» Source text:
_____
The Sound of Silence January 6, 2008
Posted by iamashadow in Immigration, economy, editorial, human rights, illegal immigrants, illegal immigration, personal, politics, thoughts.add a comment
Hear that? Nothing. Nothing has happened. In Arizona where the toughest laws against immigrants have been enforced has done nothing. Maybe its because it is just the beginning of the year. After, isn’t what people wanted, tougher laws. It has been said that immigrants were leaving to try their luck someplace else, and yet nothing has happened. The American people have their chance to turn against all those unpatriotic businessman who are keeping jobs here for those ‘criminals’ and fueling the local economy instead of doing the right thing, outsourcing those jobs to god knows where. No, the American people are not doing that. The American people cannot turn his neighbor, cannot go to schools and break up families. The American people are compassionate I believe and wouldn’t take part in something heartbreaking.
But maybe, just maybe, Numbers USA and FAIR were wrong about their numbers as this editorial brings up. It is very illuminating…
A new study out by the conservative think tank Americas Majority Foundation (www.amermaj.com) suggests a possible explanation why more Arizonans aren’t rushing to run off illegal workers. It turns out Arizonans may be better off — not worse — because of the presence of so many immigrants in the population.
This sounds counterintuitive, at least if you believe current political rhetoric and tendentious research by anti-immigrant groups like the Center for Immigration Studies, NumbersUSA, and the Federation for American Immigration Reform. But the Americas Majority Foundation data are pretty persuasive. States with the highest percentage of immigrants or the largest recent influx of immigrants —19 High Immigrant Jurisdictions (HIJs) in all — are wealthier, have better employment numbers and most have better crime figures than those with fewer immigrants.
In Arizona, for example, personal income is higher, as is the gross state product, the measure of all economic activity in the state. Unemployment is lower, as is household poverty. And crime is lower than both the national average and the average among states with fewer immigrants.
And, the trends for HIJs are every bit as good as the absolute numbers. Not only are GSP, personal income, per capita personal income, disposable income, per capita disposable income, median household income and per capita median personal income higher than in other states, but they have been growing at faster rates between 1999 and 2006 than in other states.
In the area of crime, the trends are especially encouraging for HIJs. The 10 high influx states, those that experienced the most dramatic percentage increases in immigrant population from 2000-2007, had the lowest rates of violent crime and total crime, according to FBI figures. In 1999, the 19 HIJs did have higher crime rates, but the rates declined much faster than they did in lower immigration states over the next seven years: 13.6 percent faster compared with 7.1 percent in total crime and 15 percent compared with 1.2 percent in violent crime, leading to lower crime rates overall in HIJs in 2006.
_____
(Records from a data collection)
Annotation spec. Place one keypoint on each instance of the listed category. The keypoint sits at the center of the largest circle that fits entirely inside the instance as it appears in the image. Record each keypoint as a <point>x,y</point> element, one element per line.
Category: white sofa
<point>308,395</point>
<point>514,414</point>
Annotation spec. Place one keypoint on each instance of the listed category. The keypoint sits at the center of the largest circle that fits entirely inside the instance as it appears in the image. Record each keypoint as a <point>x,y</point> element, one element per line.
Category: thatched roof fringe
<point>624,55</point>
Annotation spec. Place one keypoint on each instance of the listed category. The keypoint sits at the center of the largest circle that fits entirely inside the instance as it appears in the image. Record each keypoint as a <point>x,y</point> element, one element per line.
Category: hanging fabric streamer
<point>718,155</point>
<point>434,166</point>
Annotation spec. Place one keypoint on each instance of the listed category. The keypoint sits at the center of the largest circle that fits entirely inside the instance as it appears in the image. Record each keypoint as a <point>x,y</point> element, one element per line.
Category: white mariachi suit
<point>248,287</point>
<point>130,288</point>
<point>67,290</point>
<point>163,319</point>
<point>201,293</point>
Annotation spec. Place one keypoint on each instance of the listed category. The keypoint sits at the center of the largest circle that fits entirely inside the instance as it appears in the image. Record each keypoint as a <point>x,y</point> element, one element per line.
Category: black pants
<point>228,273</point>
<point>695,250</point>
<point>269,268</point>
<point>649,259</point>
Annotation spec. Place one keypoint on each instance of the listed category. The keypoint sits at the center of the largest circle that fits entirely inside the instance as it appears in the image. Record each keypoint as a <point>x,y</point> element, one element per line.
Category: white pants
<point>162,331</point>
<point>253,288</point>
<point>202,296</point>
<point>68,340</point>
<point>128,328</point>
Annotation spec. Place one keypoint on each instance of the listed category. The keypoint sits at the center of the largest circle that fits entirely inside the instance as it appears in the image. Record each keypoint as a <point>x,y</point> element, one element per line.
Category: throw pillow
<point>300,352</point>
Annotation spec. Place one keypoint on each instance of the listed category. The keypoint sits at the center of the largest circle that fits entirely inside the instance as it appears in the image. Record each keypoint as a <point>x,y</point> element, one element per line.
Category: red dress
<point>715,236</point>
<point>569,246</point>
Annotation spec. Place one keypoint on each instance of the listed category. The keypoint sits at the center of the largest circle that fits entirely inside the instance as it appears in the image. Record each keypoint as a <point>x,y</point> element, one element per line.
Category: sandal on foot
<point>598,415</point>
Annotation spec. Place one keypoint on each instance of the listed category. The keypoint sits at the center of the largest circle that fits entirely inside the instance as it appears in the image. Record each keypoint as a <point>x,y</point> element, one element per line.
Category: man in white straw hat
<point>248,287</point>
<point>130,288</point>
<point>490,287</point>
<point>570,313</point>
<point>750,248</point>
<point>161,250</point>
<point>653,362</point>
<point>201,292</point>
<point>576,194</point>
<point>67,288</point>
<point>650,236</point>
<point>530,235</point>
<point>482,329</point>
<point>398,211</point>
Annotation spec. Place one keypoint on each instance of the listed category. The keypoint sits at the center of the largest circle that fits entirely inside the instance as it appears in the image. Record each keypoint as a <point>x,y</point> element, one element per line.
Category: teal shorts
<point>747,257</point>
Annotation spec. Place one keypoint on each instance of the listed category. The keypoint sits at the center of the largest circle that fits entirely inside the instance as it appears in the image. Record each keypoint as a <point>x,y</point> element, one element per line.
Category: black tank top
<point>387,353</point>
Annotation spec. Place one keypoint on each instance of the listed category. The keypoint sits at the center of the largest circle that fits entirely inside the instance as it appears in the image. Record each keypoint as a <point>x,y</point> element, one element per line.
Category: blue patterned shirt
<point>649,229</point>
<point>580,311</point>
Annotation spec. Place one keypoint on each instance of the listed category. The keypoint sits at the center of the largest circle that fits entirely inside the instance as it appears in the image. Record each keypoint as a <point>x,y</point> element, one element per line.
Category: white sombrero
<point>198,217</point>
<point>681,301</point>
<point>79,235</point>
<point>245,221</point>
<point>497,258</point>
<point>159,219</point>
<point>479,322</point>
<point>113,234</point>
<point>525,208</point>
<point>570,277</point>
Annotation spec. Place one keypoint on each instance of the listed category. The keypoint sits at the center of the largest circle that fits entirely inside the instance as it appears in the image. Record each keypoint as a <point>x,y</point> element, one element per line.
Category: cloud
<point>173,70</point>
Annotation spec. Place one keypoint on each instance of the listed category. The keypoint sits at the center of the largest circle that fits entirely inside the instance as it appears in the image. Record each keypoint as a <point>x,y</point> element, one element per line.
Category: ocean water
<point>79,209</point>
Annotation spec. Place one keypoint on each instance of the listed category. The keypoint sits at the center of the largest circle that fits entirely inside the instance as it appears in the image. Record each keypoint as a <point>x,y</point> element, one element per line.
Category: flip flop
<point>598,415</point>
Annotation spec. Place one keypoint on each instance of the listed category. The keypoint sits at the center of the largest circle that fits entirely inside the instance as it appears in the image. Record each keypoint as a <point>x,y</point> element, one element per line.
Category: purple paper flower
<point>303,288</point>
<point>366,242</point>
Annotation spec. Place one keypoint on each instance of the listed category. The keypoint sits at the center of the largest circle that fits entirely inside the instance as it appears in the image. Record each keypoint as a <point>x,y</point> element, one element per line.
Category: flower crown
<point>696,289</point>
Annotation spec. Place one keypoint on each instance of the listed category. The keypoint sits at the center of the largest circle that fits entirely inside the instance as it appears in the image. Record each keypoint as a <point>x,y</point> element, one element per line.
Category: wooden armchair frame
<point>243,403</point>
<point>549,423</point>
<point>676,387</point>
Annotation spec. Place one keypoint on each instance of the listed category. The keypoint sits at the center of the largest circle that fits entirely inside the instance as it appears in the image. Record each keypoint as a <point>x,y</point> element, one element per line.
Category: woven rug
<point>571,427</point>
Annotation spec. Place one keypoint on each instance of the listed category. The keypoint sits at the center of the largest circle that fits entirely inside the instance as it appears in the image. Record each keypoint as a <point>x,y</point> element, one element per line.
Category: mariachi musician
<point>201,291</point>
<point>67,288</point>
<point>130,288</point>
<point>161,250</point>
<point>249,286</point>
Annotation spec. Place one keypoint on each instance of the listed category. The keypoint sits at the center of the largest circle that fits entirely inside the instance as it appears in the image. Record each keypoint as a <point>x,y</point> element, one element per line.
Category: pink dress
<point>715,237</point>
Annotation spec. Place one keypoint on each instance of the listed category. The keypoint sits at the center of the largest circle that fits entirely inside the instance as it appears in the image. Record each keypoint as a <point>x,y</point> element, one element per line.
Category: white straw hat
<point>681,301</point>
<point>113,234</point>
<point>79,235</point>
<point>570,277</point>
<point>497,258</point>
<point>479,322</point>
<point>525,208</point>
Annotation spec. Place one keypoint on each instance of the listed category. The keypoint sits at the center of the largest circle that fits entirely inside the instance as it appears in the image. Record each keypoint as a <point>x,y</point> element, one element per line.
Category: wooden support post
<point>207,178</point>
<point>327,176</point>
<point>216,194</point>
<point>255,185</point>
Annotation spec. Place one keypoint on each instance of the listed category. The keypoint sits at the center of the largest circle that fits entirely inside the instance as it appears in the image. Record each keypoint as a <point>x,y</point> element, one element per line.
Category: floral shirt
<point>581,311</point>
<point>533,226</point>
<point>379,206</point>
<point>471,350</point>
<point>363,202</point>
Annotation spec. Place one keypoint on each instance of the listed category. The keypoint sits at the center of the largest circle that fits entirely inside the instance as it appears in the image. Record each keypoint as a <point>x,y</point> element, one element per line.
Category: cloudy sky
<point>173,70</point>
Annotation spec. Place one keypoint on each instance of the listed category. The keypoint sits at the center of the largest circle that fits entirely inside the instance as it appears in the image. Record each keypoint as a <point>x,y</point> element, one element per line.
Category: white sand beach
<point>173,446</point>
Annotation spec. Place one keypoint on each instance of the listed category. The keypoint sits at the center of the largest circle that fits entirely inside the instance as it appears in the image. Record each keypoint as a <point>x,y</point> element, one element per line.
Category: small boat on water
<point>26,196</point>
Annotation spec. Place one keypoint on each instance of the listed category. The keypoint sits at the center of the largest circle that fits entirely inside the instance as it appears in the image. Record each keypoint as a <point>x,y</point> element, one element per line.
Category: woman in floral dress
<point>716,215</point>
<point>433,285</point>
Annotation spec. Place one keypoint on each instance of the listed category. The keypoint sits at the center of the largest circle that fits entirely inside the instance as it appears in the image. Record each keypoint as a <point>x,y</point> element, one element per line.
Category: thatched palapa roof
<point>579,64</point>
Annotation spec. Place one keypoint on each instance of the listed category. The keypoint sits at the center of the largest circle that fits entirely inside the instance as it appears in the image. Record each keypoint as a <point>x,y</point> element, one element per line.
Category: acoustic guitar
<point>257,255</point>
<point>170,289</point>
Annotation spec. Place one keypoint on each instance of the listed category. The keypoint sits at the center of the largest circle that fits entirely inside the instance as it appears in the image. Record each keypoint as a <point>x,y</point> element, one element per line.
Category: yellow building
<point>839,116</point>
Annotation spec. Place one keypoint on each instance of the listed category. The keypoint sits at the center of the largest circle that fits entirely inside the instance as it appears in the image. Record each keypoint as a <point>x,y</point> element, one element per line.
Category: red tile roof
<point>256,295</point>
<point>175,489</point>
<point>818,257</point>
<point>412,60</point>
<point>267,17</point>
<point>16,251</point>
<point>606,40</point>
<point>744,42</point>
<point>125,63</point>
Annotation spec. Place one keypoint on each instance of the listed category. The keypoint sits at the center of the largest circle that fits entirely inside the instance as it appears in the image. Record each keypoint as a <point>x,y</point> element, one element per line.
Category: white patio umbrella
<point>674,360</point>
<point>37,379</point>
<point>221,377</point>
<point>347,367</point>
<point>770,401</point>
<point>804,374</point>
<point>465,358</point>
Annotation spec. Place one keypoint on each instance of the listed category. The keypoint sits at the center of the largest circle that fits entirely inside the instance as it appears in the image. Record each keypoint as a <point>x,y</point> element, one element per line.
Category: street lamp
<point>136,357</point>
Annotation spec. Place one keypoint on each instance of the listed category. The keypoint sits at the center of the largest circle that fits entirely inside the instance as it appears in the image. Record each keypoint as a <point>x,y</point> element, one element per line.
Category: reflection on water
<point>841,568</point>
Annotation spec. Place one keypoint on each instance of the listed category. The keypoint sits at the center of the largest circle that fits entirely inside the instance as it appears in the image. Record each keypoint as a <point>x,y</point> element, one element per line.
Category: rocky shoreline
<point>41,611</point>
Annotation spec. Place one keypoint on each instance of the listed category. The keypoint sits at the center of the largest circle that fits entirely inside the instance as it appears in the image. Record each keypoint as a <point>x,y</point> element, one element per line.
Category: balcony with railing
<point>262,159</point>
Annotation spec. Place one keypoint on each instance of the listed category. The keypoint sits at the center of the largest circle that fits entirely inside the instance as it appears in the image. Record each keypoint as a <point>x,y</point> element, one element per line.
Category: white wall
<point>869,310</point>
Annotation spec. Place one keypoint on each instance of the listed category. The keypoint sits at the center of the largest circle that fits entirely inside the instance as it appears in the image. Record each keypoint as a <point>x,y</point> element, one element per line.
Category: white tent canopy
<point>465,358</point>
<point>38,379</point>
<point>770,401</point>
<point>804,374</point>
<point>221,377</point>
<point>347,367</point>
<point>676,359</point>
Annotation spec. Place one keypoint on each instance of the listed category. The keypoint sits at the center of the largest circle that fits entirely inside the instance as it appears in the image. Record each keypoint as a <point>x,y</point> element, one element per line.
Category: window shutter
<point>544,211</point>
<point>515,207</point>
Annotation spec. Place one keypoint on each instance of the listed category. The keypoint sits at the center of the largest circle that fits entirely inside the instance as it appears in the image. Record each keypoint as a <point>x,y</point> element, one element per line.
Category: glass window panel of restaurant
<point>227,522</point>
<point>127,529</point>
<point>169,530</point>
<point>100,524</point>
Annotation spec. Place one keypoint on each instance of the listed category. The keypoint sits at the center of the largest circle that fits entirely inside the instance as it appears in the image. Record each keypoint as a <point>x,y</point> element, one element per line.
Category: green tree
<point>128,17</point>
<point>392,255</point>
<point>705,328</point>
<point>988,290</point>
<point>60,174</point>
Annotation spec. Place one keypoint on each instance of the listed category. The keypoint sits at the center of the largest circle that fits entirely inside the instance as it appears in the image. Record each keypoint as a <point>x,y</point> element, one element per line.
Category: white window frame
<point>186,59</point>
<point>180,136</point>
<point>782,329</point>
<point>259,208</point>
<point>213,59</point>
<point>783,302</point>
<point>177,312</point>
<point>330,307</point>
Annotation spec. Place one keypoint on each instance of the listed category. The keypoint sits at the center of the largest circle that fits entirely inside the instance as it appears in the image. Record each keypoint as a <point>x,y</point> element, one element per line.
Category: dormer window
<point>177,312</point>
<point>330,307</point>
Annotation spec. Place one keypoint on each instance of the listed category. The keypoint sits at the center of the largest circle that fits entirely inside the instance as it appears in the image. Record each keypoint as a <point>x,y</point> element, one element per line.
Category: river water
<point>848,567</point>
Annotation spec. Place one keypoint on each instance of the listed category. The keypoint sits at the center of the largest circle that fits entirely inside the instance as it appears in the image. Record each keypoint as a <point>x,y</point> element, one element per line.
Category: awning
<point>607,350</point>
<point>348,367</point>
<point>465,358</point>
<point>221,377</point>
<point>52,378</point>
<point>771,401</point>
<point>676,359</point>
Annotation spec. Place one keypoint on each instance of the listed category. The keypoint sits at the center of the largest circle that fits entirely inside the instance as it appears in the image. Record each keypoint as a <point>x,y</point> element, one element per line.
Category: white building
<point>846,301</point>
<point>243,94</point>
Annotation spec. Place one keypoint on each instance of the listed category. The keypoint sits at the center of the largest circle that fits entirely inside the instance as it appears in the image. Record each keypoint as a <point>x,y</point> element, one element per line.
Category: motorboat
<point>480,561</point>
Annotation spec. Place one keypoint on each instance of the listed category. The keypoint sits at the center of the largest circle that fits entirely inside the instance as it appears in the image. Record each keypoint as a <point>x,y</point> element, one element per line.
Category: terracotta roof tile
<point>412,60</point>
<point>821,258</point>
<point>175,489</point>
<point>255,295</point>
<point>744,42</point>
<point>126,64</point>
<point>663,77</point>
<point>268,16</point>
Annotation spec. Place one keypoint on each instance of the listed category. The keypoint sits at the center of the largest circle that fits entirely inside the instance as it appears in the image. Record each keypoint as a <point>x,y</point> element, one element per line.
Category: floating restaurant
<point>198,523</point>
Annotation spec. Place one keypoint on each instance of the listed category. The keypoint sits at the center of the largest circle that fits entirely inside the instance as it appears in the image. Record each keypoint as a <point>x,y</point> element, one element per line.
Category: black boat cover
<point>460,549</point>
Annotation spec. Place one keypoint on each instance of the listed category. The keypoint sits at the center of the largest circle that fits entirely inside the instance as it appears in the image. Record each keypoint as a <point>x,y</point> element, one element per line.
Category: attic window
_____
» Tasks to complete:
1. Answer these questions using the Arizona immigration post:
(a) Which think tank released the new study?
(b) How many High Immigrant Jurisdictions does the study count?
(c) Between which years did income measures in those jurisdictions grow faster than in other states?
2. Copy part of the Arizona immigration post word for word. Begin at the words "In Arizona, for" and stop after "states with fewer immigrants.".
3. Go on writing the Arizona immigration post from where it stops.

» Responses for each task:
1.
(a) Americas Majority Foundation
(b) 19
(c) 1999 and 2006

2.
In Arizona, for example, personal income is higher, as is the gross state product, the measure of all economic activity in the state. Unemployment is lower, as is household poverty. And crime is lower than both the national average and the average among states with fewer immigrants.

3.
These statistics don’t suggest that illegal immigration is not a problem for many jurisdictions. Illegal immigrants do impose costs, including increased health care and education expenses. Ironically, one of the growing costs is for incarcerating illegal aliens picked up in immigration raids or for offenses that usually don’t justify jail time. These increases are a direct result of efforts to crack down on illegal immigration. And if states like Arizona decide to vigorously enforce their new laws, we can expect to see these costs go up without much, if any, offset in savings to those jurisdictions.
The immigration debate is likely to continue untempered by the facts the Americas Majority Foundation has pulled together, at least through the political primary season. But the overwhelming majority of Americans — two-thirds to three-fourths, according to most polls — have no wish to see most long-term illegal alien residents rounded up and sent home. What they do want is a more concerted effort to secure the borders so the numbers don’t keep increasing.
Citing a November Los Angeles Times/Bloomberg poll, the Manhattan Institutes’s Tamar Jacoby noted recently that “63 percent of Democrats, 64 percent of Republicans and 57 percent of independents favor allowing illegal immigrants who meet certain conditions — registering, being fingerprinted, paying a fine and learning English — to earn citizenship over time.”
Jacoby points out that the politicians don’t seem to be listening. But if we can get through 2008, maybe the sound of silence emanating even from places like Arizona will finally be heard.
Linda Chavez is the author of “An Unlikely Conservative: The Transformation of an Ex-Liberal.”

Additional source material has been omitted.